[Begin]
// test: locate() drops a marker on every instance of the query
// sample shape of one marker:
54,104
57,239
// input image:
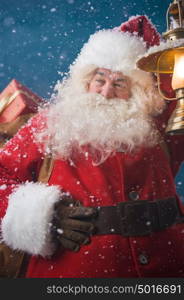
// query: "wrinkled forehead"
107,73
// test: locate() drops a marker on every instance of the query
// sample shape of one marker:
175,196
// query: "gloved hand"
73,225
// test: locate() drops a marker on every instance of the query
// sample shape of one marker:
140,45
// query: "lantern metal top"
161,58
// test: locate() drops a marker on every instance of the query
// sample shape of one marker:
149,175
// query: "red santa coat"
28,215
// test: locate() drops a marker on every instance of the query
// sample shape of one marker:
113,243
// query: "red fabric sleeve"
19,161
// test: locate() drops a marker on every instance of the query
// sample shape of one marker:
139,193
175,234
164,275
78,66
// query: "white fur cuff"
26,225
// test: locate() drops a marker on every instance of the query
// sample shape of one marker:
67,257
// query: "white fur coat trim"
26,225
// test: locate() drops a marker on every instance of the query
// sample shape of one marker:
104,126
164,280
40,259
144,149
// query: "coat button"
133,195
143,259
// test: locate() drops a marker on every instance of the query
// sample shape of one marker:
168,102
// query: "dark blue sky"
40,38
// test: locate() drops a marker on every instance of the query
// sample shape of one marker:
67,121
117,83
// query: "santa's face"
110,84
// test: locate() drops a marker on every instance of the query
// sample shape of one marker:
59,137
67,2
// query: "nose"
107,91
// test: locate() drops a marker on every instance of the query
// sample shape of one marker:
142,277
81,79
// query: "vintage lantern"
168,58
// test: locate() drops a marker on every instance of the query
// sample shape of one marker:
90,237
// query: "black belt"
137,218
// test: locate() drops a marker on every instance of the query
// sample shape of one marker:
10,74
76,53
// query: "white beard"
80,119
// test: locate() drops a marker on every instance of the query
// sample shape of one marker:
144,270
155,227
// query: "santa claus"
109,207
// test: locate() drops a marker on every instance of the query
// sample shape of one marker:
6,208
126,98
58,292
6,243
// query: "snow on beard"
78,119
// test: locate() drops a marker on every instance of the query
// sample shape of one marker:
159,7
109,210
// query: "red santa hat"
118,50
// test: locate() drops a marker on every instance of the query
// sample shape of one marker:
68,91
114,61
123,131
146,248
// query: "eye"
118,85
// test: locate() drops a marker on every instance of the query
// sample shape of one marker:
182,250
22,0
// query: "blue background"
40,38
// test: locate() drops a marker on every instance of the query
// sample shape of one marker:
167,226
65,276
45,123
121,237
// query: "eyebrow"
103,74
100,73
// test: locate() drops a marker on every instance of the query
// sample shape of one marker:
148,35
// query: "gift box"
16,100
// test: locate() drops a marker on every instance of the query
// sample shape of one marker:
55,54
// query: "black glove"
72,223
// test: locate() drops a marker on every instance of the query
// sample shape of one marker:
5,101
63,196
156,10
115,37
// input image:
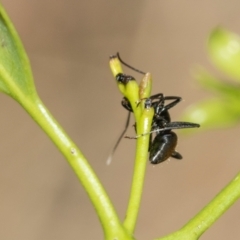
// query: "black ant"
163,145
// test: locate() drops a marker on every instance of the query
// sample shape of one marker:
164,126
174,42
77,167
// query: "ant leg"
119,139
176,155
171,104
159,105
126,104
169,126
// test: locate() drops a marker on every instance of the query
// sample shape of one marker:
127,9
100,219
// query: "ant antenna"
134,69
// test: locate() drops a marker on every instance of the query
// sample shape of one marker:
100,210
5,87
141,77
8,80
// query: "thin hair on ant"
127,65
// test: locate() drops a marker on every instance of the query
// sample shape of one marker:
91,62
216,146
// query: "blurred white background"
68,43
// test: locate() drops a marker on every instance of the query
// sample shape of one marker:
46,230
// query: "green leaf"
15,73
213,113
224,89
224,50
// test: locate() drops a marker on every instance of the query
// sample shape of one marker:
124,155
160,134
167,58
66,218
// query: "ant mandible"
163,145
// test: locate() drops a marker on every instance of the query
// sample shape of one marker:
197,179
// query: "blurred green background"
68,43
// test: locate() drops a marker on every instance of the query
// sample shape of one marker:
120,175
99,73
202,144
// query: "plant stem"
143,126
104,208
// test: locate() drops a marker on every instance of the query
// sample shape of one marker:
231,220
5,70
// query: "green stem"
208,215
104,208
143,126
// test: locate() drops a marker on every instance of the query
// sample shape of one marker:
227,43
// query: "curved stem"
143,126
104,208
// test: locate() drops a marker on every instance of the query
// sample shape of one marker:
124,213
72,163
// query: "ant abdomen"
163,147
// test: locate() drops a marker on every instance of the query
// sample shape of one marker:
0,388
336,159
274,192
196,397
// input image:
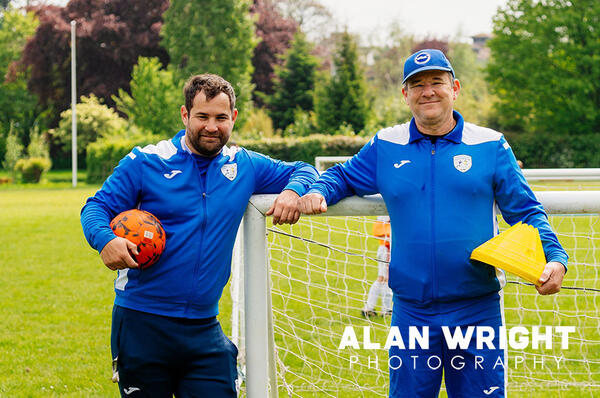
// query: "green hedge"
103,156
535,150
556,151
306,148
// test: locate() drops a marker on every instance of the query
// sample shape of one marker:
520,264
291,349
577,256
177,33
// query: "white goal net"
319,275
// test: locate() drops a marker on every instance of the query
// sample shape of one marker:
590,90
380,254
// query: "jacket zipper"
203,186
433,245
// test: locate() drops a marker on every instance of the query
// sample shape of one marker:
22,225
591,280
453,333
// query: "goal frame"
259,343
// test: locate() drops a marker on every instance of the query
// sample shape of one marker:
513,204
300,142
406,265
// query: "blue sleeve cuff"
296,187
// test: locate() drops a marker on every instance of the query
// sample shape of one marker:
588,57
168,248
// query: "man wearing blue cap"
441,178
[End]
WRITTEN INSTRUCTION: Without including the pictures, return each record above exactly as it stands.

EXPECTED OUTPUT:
// test: locate() drops a marker on every instance of the query
// sample shape of one marker:
54,104
57,239
// input image:
// query: "wrinkled forehead"
107,73
// test: locate() drops a marker on every instance of the query
// sample shape of one marker:
175,196
// query: "gloved hand"
73,225
// test: locate() drops a marker on every instance of the query
// sample shape of one marker:
140,45
// query: "lantern metal top"
161,58
// test: locate() drops a marker on every instance of the query
// sample shape of one marker:
149,175
// query: "red santa coat"
28,215
// test: locate() drops a marker on every instance of the query
// sample shape of one marker:
113,243
// query: "red fabric sleeve"
19,161
// test: locate() drops a marker on every instance of the query
// sample shape of one marker:
139,193
175,234
164,275
78,66
// query: "white fur cuff"
26,225
// test: locate() drops a marker on every instance of the query
// sample shape of one marker:
67,257
// query: "white fur coat trim"
26,225
// test: locate() drops a marker on every instance of the query
// sample shape of one marker:
104,126
164,280
40,259
144,149
// query: "coat button"
133,195
143,259
// test: locate() drops a marker on every instance of the query
// sample shape of one marker:
168,102
// query: "dark blue sky"
40,38
// test: locate() drops a marker on every instance of the query
// sample shape of one marker:
67,121
117,83
// query: "santa's face"
110,84
// test: locate() drops a marker on every instance of the query
// sample shape of one marker:
59,137
67,2
// query: "nose"
107,91
// test: locate() drops a marker on every instance of the query
// sample shape of one marker:
142,277
81,79
// query: "vintage lantern"
168,58
// test: locate() drops a marker on every instance of the query
// sample shape of one marker:
90,237
// query: "black belt"
137,218
// test: locate() drops a marker on every instance of the query
// sample shape of one marker:
10,74
76,53
// query: "white beard"
80,119
// test: locate() drops a marker on every instance of the query
// sample shape of one marker:
144,270
155,227
// query: "santa claus"
109,207
// test: locate() drops a marker on every instance of the query
// sample shape of one marker:
6,208
126,98
58,292
6,243
// query: "snow on beard"
78,119
// test: locate() drops a marker on every instance of the query
// sample shape of one marker:
159,7
109,210
// query: "red santa hat"
118,50
// test: locate() drops a marker on every instance of the query
// sample shape of one marker:
68,91
114,61
123,131
146,248
// query: "eye"
118,85
// test: locate() drops a marker on every instance of the query
// sample shape of one marker:
182,250
22,0
// query: "blue background"
40,38
// test: locate() drops a marker on every instance of the query
// sample shape of one marker:
167,226
65,276
45,123
121,237
// query: "eyebrow"
103,74
100,73
// test: locate() drops a marker on every instance of the query
// sample shape of one marker:
148,35
// query: "gift box"
16,100
// test: locate() drops a marker on every instance of the query
// sample shape of one marker:
55,54
// query: "black glove"
72,223
// test: locate() drops a marker on every instance of the query
// sample shape of one marker:
5,101
63,196
156,10
115,37
// input image:
// query: "black ant"
163,145
// test: locate() drops a marker on every instance of the query
// sample shape of one marker:
164,126
174,42
77,167
// query: "ant leg"
119,139
176,155
171,104
159,105
126,104
169,126
// test: locate() drops a marker on every instance of the query
// sample shape of one marker:
127,9
100,219
// query: "ant antenna"
134,69
// test: locate() drops a marker on every instance of the query
// sample shape of one marker:
100,210
5,87
141,77
8,80
// query: "thin hair on ant"
127,65
// test: locate() drops a marker on every instance of the query
// sample shape of one marker:
91,62
216,146
// query: "blurred white background"
68,43
// test: locate() drops a marker on every instance of the query
// sample shape of one marker:
46,230
// query: "green leaf"
15,73
213,113
224,89
224,50
// test: locate() drops a marker on every instance of the query
// sample shape of one marker:
124,155
160,134
167,58
66,218
// query: "ant mandible"
163,145
// test: locate() drops a marker on every instance of the query
// sample shape of one marker:
197,179
// query: "blurred green background"
68,43
// test: locate() drops a marker on every instance of the query
// sample shape of one marker:
120,175
99,73
202,144
// query: "plant stem"
143,126
104,208
// test: locate() drops a marker on every instance of the query
// sample shape of one marker:
231,220
5,70
// query: "green stem"
208,215
104,208
143,126
// test: locate() drops a marker on every instance of the query
// sample shape of one marker:
227,43
// query: "curved stem"
143,126
104,208
// test: locate() drops a marker on every instance of the query
// sample shape of one marker:
124,213
72,163
// query: "ant abdomen"
163,147
// test: locate() drops a marker on every instance of the query
// sample shape of one marker:
0,388
336,159
274,192
196,397
// input image:
// query: "green hedge"
103,156
535,150
556,151
306,148
// test: locate() drops a marker on every instance of the query
// sample shape of one marker:
520,264
291,349
577,256
177,33
// query: "white goal net"
319,275
// test: locate() drops a marker on every instance of the query
// sample shape of one marker:
590,90
380,254
// query: "jacket zipper"
203,186
433,245
// test: locate() drops a marker on every instance of the query
// sample shape of one marker:
22,225
591,280
453,333
// query: "goal frame"
259,343
// test: locate() drops a marker on every instance of the query
// sample shape of one marker:
513,204
300,142
406,265
// query: "blue sleeve cuff"
296,187
// test: locate() drops a marker on every instance of the query
// sample shape of one marker:
588,57
168,248
// query: "man wearing blue cap"
441,178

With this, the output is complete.